* Task description *
Where the string "below" appears in a line of the data, show that line.
____ Material provided
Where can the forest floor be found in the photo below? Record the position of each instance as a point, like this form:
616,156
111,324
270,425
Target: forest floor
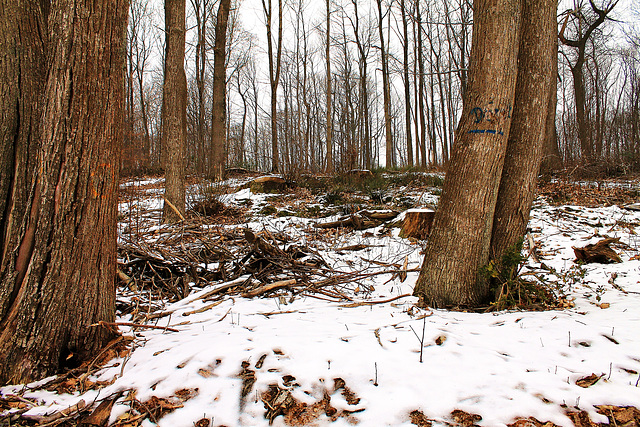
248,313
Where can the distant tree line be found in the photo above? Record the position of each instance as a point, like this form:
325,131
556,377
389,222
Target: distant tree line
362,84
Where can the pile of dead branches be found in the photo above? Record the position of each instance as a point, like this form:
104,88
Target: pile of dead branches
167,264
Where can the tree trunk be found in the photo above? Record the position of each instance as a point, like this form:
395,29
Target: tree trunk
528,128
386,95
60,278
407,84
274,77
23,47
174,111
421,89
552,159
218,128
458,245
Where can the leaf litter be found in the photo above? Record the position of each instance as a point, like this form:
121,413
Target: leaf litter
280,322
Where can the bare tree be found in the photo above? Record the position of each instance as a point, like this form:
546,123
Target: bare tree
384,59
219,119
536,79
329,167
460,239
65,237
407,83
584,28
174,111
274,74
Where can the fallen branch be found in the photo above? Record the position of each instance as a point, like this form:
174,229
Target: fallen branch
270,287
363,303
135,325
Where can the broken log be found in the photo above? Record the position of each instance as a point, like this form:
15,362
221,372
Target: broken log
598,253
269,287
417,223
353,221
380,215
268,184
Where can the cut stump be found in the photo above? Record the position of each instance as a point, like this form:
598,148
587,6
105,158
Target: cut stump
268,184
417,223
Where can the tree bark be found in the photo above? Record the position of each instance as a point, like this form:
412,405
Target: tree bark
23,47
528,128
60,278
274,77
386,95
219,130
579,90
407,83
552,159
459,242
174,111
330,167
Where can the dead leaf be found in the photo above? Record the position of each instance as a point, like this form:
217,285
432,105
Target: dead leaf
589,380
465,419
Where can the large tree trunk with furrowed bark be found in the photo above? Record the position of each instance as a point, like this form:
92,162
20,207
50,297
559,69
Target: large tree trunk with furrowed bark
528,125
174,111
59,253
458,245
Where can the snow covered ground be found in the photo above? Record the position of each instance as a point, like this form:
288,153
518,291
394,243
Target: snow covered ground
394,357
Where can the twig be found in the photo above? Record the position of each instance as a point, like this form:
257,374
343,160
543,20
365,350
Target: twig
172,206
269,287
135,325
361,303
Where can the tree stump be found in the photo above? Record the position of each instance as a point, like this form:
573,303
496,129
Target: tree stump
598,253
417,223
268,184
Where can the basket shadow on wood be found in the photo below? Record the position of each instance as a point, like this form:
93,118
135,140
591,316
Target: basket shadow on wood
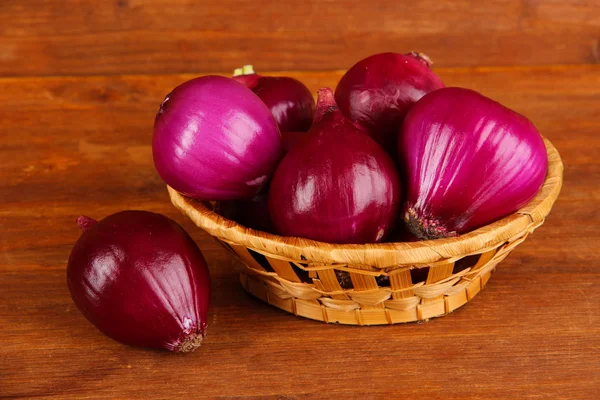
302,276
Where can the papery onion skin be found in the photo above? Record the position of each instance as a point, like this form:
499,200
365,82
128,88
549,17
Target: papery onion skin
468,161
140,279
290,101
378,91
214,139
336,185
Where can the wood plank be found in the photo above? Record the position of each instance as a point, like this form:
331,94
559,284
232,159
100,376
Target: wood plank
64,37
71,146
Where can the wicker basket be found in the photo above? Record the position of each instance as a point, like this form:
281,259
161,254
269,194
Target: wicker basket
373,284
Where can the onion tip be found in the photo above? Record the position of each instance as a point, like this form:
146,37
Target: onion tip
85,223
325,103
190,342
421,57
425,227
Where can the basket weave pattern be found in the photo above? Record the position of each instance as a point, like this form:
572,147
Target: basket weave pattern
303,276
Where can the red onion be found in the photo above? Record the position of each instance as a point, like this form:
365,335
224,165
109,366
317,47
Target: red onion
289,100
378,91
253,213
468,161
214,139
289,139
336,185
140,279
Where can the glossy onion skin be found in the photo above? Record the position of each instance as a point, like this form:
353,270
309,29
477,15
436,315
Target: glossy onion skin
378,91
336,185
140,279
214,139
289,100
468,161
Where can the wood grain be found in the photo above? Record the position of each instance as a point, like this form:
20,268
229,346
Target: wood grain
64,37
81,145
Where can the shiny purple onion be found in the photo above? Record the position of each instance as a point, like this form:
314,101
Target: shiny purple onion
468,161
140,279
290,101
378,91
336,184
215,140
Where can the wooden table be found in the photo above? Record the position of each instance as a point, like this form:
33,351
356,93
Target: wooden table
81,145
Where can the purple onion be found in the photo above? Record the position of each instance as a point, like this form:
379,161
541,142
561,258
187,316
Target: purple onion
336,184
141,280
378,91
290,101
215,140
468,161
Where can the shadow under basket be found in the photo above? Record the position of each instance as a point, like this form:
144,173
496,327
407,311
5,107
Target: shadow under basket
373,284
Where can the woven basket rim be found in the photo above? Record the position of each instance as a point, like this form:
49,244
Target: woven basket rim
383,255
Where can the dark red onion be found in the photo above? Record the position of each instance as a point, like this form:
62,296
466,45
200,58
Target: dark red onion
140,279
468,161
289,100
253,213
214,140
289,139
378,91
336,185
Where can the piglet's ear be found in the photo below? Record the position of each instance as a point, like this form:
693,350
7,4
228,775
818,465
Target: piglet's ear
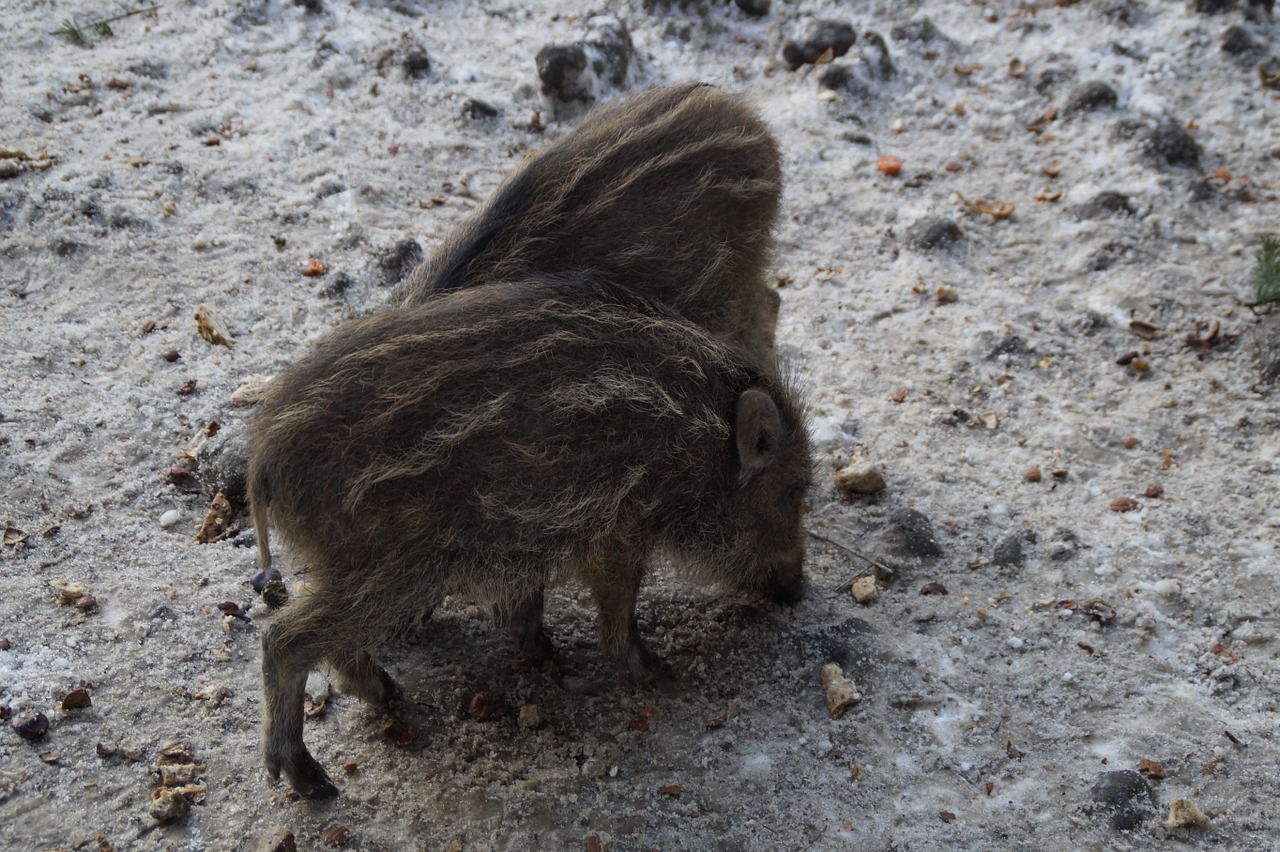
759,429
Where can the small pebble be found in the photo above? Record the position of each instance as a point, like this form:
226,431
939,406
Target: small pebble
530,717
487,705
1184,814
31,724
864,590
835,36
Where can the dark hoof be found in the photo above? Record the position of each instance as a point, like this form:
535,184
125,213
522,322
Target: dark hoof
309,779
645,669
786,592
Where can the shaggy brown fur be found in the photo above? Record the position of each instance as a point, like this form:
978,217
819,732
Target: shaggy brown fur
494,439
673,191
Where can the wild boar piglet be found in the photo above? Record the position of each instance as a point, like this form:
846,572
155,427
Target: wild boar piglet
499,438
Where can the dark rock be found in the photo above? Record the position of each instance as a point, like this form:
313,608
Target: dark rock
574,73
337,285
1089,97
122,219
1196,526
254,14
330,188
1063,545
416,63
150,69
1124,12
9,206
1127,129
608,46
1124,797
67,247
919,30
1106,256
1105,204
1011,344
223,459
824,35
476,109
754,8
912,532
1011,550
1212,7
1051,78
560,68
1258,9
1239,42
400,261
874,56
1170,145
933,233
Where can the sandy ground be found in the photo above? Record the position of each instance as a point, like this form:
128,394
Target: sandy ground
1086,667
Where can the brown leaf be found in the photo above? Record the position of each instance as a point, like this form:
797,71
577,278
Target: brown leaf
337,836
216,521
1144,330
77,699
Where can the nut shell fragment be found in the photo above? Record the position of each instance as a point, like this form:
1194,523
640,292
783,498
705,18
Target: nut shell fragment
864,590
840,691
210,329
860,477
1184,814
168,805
________
____ Material provided
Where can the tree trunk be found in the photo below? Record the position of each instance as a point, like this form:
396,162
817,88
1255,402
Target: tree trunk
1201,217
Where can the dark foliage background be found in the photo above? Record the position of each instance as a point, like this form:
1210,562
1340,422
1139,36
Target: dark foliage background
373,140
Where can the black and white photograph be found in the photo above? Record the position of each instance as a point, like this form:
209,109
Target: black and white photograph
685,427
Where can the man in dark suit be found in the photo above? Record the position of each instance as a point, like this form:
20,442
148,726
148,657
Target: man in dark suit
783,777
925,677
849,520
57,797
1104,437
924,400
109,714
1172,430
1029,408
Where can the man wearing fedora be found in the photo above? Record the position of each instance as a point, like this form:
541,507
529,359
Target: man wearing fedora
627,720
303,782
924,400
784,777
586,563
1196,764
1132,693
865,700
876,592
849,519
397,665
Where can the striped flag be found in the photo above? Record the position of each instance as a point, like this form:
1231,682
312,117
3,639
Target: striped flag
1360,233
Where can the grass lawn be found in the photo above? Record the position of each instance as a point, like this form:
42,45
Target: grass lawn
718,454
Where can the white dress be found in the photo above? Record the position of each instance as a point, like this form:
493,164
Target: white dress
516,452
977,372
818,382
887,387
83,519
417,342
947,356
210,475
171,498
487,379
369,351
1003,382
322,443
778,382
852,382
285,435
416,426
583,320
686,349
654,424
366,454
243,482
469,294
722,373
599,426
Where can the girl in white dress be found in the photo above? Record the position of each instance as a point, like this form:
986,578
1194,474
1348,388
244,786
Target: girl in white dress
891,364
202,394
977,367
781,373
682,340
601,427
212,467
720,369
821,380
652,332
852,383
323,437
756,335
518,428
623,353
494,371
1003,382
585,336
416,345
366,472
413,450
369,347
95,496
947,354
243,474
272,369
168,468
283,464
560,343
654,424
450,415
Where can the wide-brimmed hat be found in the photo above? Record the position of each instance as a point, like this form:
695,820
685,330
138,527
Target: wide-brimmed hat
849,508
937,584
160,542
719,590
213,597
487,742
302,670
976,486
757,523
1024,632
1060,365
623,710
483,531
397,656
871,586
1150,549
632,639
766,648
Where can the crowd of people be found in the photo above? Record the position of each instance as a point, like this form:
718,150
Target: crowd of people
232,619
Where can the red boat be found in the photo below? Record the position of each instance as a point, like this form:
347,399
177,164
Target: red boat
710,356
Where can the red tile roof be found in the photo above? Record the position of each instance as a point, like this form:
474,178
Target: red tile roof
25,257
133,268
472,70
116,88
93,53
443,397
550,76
________
* Task solution *
Where can the forest floor be found in the photo below? Record the position of each instance as a point, like this form:
Where can the basket shadow on wood be found in the photo below? Record the position of each instance as a point, like this form:
Where can the piglet's ear be found in the photo below? Record the position of each instance as a point, like this form:
Where can the tree trunk be found in the photo below? Record the position of each instance as a point, like this form:
Where can the red boat be found in the photo below? Record the position of each instance as a point, like this form:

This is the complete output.